Copy out the material below word for word, everything from the line containing "like x=671 y=95." down to the line containing "x=439 y=143", with both of those lines included.

• RECORD SET:
## begin

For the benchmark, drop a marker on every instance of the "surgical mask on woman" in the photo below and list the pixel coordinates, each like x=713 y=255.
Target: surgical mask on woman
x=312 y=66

## end
## begin

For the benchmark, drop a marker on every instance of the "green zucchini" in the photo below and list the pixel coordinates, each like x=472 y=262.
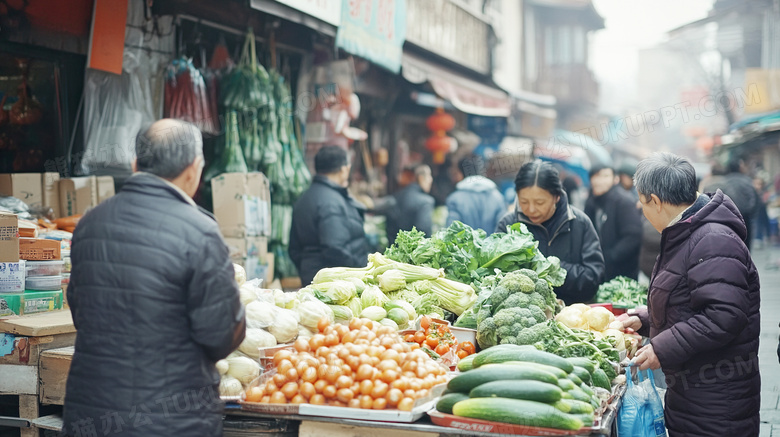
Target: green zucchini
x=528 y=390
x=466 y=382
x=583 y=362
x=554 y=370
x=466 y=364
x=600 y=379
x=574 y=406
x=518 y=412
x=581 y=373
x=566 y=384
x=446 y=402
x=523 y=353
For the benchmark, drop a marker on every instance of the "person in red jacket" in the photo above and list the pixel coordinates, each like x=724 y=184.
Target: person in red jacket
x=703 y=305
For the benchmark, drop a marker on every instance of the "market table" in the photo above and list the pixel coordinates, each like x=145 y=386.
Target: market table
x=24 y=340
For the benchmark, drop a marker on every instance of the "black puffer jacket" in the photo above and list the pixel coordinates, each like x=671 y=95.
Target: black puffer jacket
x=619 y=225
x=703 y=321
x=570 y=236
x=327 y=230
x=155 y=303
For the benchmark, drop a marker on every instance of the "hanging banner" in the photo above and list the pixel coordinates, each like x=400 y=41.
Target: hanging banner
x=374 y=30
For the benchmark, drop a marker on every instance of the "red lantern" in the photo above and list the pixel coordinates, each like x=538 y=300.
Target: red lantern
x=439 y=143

## end
## begin

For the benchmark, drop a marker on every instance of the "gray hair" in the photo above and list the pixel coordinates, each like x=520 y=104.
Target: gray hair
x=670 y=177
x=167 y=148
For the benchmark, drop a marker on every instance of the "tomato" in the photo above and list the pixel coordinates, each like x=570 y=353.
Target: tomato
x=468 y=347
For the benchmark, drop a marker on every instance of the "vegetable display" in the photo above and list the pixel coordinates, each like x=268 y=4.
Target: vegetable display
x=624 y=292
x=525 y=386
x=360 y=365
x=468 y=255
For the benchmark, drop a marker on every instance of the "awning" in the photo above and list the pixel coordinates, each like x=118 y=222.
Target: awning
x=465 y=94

## end

• FULL RESPONSE:
For the benchmark, drop a marker on every instance of the "black puffer jacket" in the photo above and list the pixel coordinates, each like x=671 y=95.
Target: black puffer jacket
x=619 y=225
x=703 y=321
x=570 y=236
x=327 y=230
x=155 y=303
For the benchmark, drop a marker on every instance of the "hanging banner" in the photo above and list the pixel coordinates, each like x=400 y=41.
Target: hanging banner
x=374 y=30
For the benchmark, drop a marker on every instance of the "red lantern" in the photo above and list the pixel coordinates, each like x=538 y=300.
Target: red lantern
x=439 y=143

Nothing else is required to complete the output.